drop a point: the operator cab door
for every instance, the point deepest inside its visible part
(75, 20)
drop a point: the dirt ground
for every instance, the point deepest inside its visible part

### Your objective
Copy out each of the rows above without changing anything.

### Reply
drop a point: the operator cab door
for every instance, the point deepest inside its visible part
(75, 20)
drop a point: the dirt ground
for every instance, the point deepest inside its visible part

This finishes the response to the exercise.